===== Document section =====

0

I wanted to modify icu4j cyrillic to latin to keep spaces. The obvious thing is

@Test
public void test1() {
    String greek
            = "'E\u00E9 \u043c\u0430\u0442\u0435\u043c\u0430\u0442\u0438\u043a\u0430";
    String id1 = "Any-Latin; NFD; [^\\p{Alnum} ] Remove";
    String id2 = "Any-Latin; NFD";
    String latin1 = com.ibm.icu.text.Transliterator.getInstance(id1)
            .transform(greek);
    Assert.assertEquals("Ee matematika", latin1);
}

but this fails (with ICU4J 54.1.1):

junit.framework.ComparisonFailure: expected:<Ee[ ]matematika> but was:<Ee[]matematika>">junit.framework.ComparisonFailure: expected:<Ee[ ]matematika> but was:<Ee[]matematika> at junit.framework.Assert.assertEquals

I can replaceAll in Java code with the same regex and it does work:

@Test
public void test2() {
    String greek
            = "'E\u00E9 \u043c\u0430\u0442\u0435\u043c\u0430\u0442\u0438\u043a\u0430";
    String id1 = "Any-Latin; NFD; [^\\p{Alnum} ] Remove";
    String id2 = "Any-Latin; NFD";
    String latin1 = com.ibm.icu.text.Transliterator.getInstance(id1)
            .transform(greek);
    Assert.assertEquals("Eematematika", latin1); // why not "Ee matematika"?
    String latin2 = com.ibm.icu.text.Transliterator.getInstance(id2)

===== Information provided =====

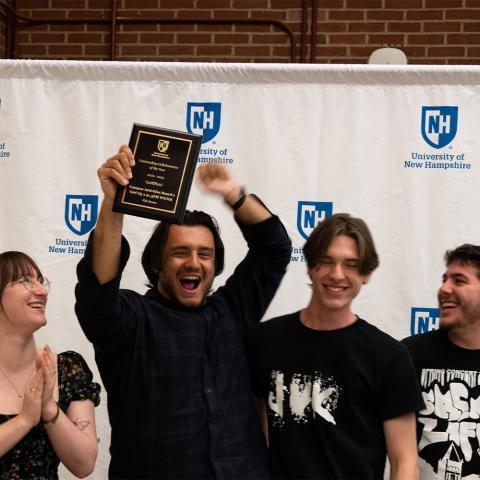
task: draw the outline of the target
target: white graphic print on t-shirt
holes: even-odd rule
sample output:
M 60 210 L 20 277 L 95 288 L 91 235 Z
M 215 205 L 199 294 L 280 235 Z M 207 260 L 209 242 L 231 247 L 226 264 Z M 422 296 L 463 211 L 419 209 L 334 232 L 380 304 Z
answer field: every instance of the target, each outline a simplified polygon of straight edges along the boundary
M 422 370 L 421 478 L 480 479 L 480 372 Z
M 273 370 L 268 394 L 269 415 L 273 416 L 276 427 L 285 424 L 286 413 L 297 423 L 307 423 L 319 415 L 335 424 L 334 410 L 340 393 L 341 388 L 334 379 L 320 372 L 294 373 L 291 379 L 286 379 L 283 372 Z

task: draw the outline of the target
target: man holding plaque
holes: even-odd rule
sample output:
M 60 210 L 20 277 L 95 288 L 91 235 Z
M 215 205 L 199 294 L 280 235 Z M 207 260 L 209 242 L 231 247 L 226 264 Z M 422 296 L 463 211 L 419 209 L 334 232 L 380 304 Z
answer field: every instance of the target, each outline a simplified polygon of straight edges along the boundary
M 129 256 L 117 185 L 135 164 L 122 146 L 98 170 L 99 220 L 77 273 L 76 313 L 95 348 L 112 427 L 110 478 L 268 478 L 250 396 L 244 336 L 272 300 L 290 259 L 279 221 L 221 165 L 198 169 L 234 211 L 249 251 L 226 284 L 215 220 L 186 212 L 157 225 L 142 256 L 151 287 L 119 288 Z

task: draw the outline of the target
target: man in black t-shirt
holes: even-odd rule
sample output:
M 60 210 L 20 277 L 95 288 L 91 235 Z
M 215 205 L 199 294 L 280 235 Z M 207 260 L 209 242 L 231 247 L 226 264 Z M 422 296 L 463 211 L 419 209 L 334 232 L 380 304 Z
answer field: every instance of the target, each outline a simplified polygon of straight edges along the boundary
M 407 349 L 351 309 L 378 266 L 363 220 L 335 214 L 304 246 L 312 295 L 300 312 L 249 338 L 274 478 L 418 477 L 415 411 L 423 407 Z
M 425 408 L 417 413 L 422 480 L 480 478 L 480 246 L 445 254 L 440 329 L 403 342 Z

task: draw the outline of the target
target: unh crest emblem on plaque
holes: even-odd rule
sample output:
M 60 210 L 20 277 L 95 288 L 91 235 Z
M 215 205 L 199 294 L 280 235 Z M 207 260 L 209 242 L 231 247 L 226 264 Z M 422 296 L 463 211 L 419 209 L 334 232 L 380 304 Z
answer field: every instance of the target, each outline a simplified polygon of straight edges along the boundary
M 169 140 L 159 140 L 158 141 L 158 151 L 161 153 L 165 153 L 168 150 L 168 146 L 170 145 Z

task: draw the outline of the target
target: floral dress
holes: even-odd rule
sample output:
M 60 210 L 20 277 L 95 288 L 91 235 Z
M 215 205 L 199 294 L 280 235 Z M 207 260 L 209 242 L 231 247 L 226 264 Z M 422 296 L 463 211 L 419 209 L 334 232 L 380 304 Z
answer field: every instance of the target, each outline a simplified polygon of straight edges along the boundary
M 100 385 L 92 382 L 92 372 L 83 357 L 72 351 L 57 357 L 59 406 L 67 411 L 70 402 L 91 400 L 100 403 Z M 0 423 L 14 415 L 0 414 Z M 60 460 L 53 451 L 47 432 L 40 422 L 11 450 L 0 458 L 0 478 L 9 480 L 52 480 L 58 479 Z

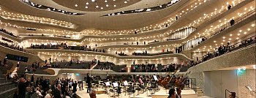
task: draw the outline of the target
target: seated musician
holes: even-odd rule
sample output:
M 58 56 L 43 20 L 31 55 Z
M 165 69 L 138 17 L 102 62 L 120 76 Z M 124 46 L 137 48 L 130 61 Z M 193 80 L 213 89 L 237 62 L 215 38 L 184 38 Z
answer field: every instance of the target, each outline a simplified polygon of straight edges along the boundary
M 181 98 L 181 89 L 176 88 L 177 94 L 176 94 L 176 98 Z
M 176 92 L 174 88 L 170 88 L 169 91 L 169 96 L 167 98 L 176 98 Z
M 236 92 L 230 92 L 229 98 L 236 98 Z
M 90 93 L 90 98 L 96 98 L 96 92 L 94 90 L 91 90 Z

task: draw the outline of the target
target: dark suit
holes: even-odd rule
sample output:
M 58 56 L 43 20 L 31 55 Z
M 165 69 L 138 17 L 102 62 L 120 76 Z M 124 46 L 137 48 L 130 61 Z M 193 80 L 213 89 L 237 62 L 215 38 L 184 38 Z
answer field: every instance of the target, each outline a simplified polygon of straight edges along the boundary
M 77 91 L 77 86 L 78 86 L 78 83 L 74 83 L 73 84 L 72 84 L 73 86 L 73 93 L 75 94 L 75 92 Z
M 178 97 L 178 94 L 176 94 L 176 98 L 181 98 L 181 95 Z
M 26 83 L 19 83 L 18 86 L 19 98 L 25 98 L 26 86 Z
M 87 78 L 86 78 L 86 83 L 88 84 L 87 93 L 89 93 L 91 91 L 91 78 L 89 76 L 87 76 Z
M 53 98 L 61 98 L 61 91 L 59 91 L 58 88 L 55 89 L 53 96 L 54 96 Z

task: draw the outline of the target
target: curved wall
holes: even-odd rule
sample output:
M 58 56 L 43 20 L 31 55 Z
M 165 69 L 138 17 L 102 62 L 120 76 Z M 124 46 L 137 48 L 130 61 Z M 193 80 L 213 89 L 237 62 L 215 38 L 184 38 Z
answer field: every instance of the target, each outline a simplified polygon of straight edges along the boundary
M 244 66 L 246 66 L 247 68 L 252 69 L 252 65 L 255 65 L 255 45 L 252 45 L 211 59 L 203 63 L 199 64 L 195 67 L 189 68 L 188 72 L 191 72 L 189 75 L 189 77 L 196 78 L 197 86 L 202 88 L 205 94 L 207 96 L 212 97 L 223 97 L 223 93 L 225 93 L 223 90 L 225 91 L 225 89 L 227 88 L 230 91 L 236 91 L 238 94 L 239 97 L 247 97 L 247 94 L 249 97 L 250 92 L 248 91 L 244 86 L 252 86 L 251 87 L 252 89 L 255 90 L 255 86 L 252 85 L 255 84 L 256 81 L 255 77 L 256 75 L 255 69 L 246 69 L 246 71 L 247 72 L 245 75 L 241 76 L 236 75 L 236 71 L 238 67 Z M 227 69 L 227 68 L 233 69 Z M 229 70 L 230 72 L 223 70 Z M 223 75 L 221 74 L 222 72 Z M 225 83 L 227 83 L 227 80 L 229 80 L 229 75 L 234 72 L 235 74 L 232 75 L 234 77 L 233 78 L 233 81 L 225 84 Z M 246 75 L 247 74 L 252 75 Z M 222 78 L 223 79 L 222 80 Z M 215 83 L 215 84 L 209 84 L 210 83 Z M 227 85 L 230 86 L 227 86 Z M 225 86 L 227 86 L 227 87 Z M 209 87 L 214 87 L 215 89 L 210 88 Z M 211 91 L 208 91 L 209 89 Z M 220 89 L 222 89 L 222 91 L 219 91 Z

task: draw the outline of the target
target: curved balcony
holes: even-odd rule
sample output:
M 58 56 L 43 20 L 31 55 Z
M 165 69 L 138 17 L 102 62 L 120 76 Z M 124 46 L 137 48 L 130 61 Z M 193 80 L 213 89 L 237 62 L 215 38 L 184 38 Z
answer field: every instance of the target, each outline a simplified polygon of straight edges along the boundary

=====

• _Tasks to carry out_:
A – In the ICU4J transliteration question, copy everything from "I can replaceAll" down to "latin2 = com.ibm.icu.text.Transliterator.getInstance(id2)".
B – Answer these about the ICU4J transliteration question:
(i) Which version of ICU4J was used when the first test failed?
(ii) What string does test1 expect the transform to return?
(iii) What string does test2 expect latin1 to equal?
C – Continue the ICU4J transliteration question from the point where it stops.

• _The replies_:
A –
I can replaceAll in Java code with the same regex and it does work:

@Test
public void test2() {
    String greek
            = "'E\u00E9 \u043c\u0430\u0442\u0435\u043c\u0430\u0442\u0438\u043a\u0430";
    String id1 = "Any-Latin; NFD; [^\\p{Alnum} ] Remove";
    String id2 = "Any-Latin; NFD";
    String latin1 = com.ibm.icu.text.Transliterator.getInstance(id1)
            .transform(greek);
    Assert.assertEquals("Eematematika", latin1); // why not "Ee matematika"?
    String latin2 = com.ibm.icu.text.Transliterator.getInstance(id2)

B –
(i) ICU4J 54.1.1
(ii) "Ee matematika"
(iii) "Eematematika"

C –
            .transform(greek).replaceAll("[^\\p{Alnum} ]", "");
    Assert.assertEquals("Ee matematika", latin2);
}

and so does replacing the space in the transliterator ID with \\x20. Is this just a bug in ICU4J or somehow expected?

Alexey Romanov
  • 154,018
  • 31
  • 276
  • 433

1 Answers1

0

It is possible that toString() of the transform()'s ReplaceableString output:

public String transform(String source) {
    return transliterate(source);
}
...
public final String transliterate(String text) {
    ReplaceableString result = new ReplaceableString(text);
    transliterate(result);
    return result.toString();
}

Try to convert the strings you get into UTF16 code points and check if there is any difference.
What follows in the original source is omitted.